** START DATASET ENTRIES **

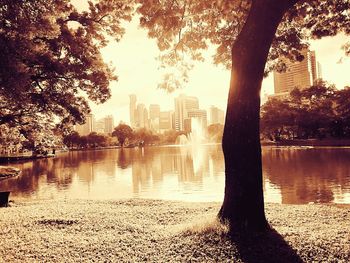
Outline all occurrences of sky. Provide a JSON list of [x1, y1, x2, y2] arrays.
[[73, 0, 350, 124]]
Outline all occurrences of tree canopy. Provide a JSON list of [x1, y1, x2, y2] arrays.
[[0, 0, 132, 138], [137, 0, 350, 91], [261, 82, 350, 141]]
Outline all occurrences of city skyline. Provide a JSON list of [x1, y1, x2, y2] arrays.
[[81, 14, 350, 123], [273, 48, 322, 96]]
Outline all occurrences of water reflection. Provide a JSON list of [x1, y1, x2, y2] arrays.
[[262, 148, 350, 204], [0, 145, 350, 204]]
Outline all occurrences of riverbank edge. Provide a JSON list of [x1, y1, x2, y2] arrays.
[[261, 139, 350, 147], [0, 165, 21, 180], [0, 199, 350, 262]]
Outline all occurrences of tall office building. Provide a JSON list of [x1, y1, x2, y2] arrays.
[[175, 94, 199, 131], [273, 49, 321, 95], [75, 114, 95, 136], [185, 110, 208, 132], [104, 115, 114, 134], [129, 94, 137, 127], [94, 118, 105, 133], [134, 103, 148, 128], [209, 106, 225, 124], [149, 104, 160, 131], [159, 111, 172, 132]]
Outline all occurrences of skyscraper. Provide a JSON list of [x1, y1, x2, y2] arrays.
[[104, 115, 114, 134], [159, 111, 172, 132], [273, 49, 321, 95], [129, 94, 137, 127], [135, 103, 148, 128], [75, 114, 95, 136], [209, 106, 225, 124], [185, 109, 208, 132], [175, 94, 199, 131], [149, 104, 160, 131]]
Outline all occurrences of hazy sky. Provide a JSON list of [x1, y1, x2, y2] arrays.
[[73, 0, 350, 124]]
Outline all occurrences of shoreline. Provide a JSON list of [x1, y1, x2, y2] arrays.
[[0, 199, 350, 262]]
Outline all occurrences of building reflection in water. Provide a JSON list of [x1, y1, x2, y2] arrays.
[[262, 147, 350, 204], [0, 145, 350, 204]]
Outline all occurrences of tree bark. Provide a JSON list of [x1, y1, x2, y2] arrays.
[[218, 0, 292, 232]]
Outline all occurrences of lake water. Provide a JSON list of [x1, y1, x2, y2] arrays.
[[0, 145, 350, 204]]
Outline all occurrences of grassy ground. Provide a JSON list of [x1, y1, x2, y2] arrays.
[[0, 199, 350, 262]]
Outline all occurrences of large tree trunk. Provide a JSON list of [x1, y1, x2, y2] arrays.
[[219, 0, 291, 232]]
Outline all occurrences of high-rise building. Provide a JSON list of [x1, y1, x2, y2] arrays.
[[104, 115, 114, 134], [94, 119, 105, 133], [129, 94, 137, 127], [159, 111, 172, 132], [135, 103, 148, 128], [75, 114, 94, 136], [273, 49, 320, 95], [185, 110, 208, 132], [149, 104, 160, 131], [209, 106, 225, 124], [175, 94, 199, 131]]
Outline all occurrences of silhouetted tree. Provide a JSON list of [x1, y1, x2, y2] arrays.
[[138, 0, 350, 231], [207, 123, 224, 142], [0, 0, 131, 142], [63, 131, 80, 148]]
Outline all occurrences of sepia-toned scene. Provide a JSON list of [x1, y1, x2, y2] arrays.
[[0, 0, 350, 263]]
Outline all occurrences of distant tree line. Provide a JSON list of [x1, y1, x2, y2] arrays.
[[260, 81, 350, 141], [63, 123, 224, 149]]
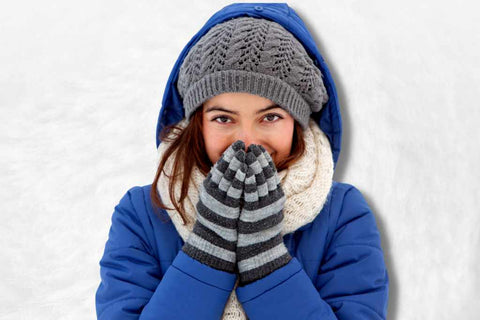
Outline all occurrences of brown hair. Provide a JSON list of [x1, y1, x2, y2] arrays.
[[150, 106, 305, 223]]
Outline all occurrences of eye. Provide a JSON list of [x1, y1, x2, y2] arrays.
[[264, 113, 283, 122], [211, 116, 230, 124]]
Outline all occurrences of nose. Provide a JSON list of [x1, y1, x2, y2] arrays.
[[235, 127, 261, 152]]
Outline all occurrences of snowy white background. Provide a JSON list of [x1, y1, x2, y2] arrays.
[[0, 0, 480, 320]]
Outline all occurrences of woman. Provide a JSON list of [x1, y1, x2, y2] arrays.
[[96, 3, 388, 320]]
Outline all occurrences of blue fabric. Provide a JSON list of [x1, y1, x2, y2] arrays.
[[95, 3, 389, 320]]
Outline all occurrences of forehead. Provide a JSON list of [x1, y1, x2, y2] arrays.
[[203, 92, 281, 113]]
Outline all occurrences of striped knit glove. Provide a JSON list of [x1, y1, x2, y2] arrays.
[[182, 140, 247, 273], [237, 144, 292, 286]]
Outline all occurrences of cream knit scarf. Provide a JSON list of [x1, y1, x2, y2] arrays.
[[157, 119, 333, 320]]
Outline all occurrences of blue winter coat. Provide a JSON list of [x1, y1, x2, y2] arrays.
[[95, 3, 389, 320]]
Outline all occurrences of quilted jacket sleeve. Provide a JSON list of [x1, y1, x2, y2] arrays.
[[95, 187, 236, 320], [236, 186, 388, 320]]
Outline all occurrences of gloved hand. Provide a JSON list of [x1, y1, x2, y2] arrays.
[[237, 144, 292, 286], [182, 140, 247, 273]]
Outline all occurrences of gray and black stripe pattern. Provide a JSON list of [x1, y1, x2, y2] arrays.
[[182, 140, 247, 273], [237, 144, 292, 286]]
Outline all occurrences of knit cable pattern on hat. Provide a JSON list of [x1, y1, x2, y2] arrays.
[[176, 17, 328, 129]]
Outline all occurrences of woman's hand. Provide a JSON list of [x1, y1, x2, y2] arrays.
[[182, 140, 247, 273], [237, 144, 292, 286]]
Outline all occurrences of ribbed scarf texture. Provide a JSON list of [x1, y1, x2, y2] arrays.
[[157, 119, 333, 320]]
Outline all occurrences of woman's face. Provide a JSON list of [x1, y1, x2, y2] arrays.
[[202, 92, 295, 166]]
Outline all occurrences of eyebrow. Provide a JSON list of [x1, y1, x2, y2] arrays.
[[205, 104, 281, 115]]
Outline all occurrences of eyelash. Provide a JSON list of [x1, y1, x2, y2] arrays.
[[211, 113, 283, 124]]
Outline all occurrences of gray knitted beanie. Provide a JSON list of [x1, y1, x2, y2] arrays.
[[177, 16, 328, 129]]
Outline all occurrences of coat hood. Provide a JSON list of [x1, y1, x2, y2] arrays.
[[156, 3, 342, 168]]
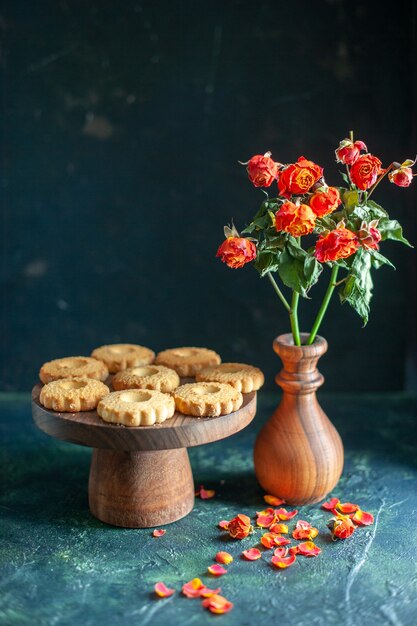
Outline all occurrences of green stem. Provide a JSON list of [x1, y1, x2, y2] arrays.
[[267, 272, 291, 312], [307, 265, 339, 346]]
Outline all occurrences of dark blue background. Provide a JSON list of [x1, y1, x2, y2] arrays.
[[0, 0, 417, 391]]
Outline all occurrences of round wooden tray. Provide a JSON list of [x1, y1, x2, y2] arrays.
[[32, 384, 256, 528]]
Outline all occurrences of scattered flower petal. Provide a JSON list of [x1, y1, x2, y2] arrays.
[[154, 583, 175, 598], [207, 564, 227, 576], [214, 552, 233, 565], [242, 548, 262, 561]]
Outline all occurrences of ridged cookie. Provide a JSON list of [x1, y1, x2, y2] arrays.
[[39, 378, 110, 413], [97, 389, 175, 426], [173, 383, 243, 417], [155, 346, 221, 377], [195, 363, 265, 393], [91, 343, 155, 374], [112, 365, 180, 393], [39, 356, 109, 384]]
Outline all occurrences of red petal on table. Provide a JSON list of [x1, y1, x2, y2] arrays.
[[214, 552, 233, 565], [242, 548, 262, 561], [154, 583, 175, 598], [264, 495, 285, 506], [271, 554, 296, 569], [321, 498, 340, 511], [181, 578, 207, 598], [336, 502, 359, 515], [275, 509, 298, 521], [297, 541, 321, 556], [202, 594, 233, 615], [207, 564, 227, 576], [350, 509, 374, 526]]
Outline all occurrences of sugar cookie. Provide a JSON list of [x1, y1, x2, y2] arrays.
[[173, 383, 243, 417], [39, 356, 109, 384], [155, 347, 221, 377], [91, 343, 155, 374], [97, 389, 175, 426], [195, 363, 265, 393], [39, 378, 110, 413], [112, 365, 180, 393]]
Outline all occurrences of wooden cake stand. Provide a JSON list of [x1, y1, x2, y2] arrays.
[[32, 384, 256, 528]]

** END DATASET ENTRIES **

AIM
List every line in the rows above that contains the string "woman".

EXERCISE RESPONSE
Outline all occurrences of woman. Provide a JSON list of [x1, y1, x2, y2] arrays.
Outline all occurrences of woman's hand. Provide a JSON list of [x1, y1, x2, y2] arrays.
Outline all occurrences of woman's face. Provide a JSON list of [x1, y1, x2, y2] arrays.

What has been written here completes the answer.